WORK TO BE COMPLETED: List each line below that contains the word "third". Case matters.

[Extracted records]
################

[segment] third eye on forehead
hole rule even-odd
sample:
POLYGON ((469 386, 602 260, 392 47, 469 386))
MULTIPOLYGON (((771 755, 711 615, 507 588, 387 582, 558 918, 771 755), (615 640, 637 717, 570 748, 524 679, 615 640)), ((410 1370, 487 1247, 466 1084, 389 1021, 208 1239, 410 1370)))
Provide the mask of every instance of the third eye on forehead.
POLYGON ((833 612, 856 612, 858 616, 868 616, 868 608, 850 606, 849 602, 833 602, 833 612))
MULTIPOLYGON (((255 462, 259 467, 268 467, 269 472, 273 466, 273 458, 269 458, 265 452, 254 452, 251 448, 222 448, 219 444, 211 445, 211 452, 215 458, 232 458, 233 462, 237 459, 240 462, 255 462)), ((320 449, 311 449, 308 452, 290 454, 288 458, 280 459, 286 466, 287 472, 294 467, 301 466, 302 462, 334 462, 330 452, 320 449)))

################

REPLY:
[segment] third eye on forehead
Provide the mask of every instance of the third eye on forehead.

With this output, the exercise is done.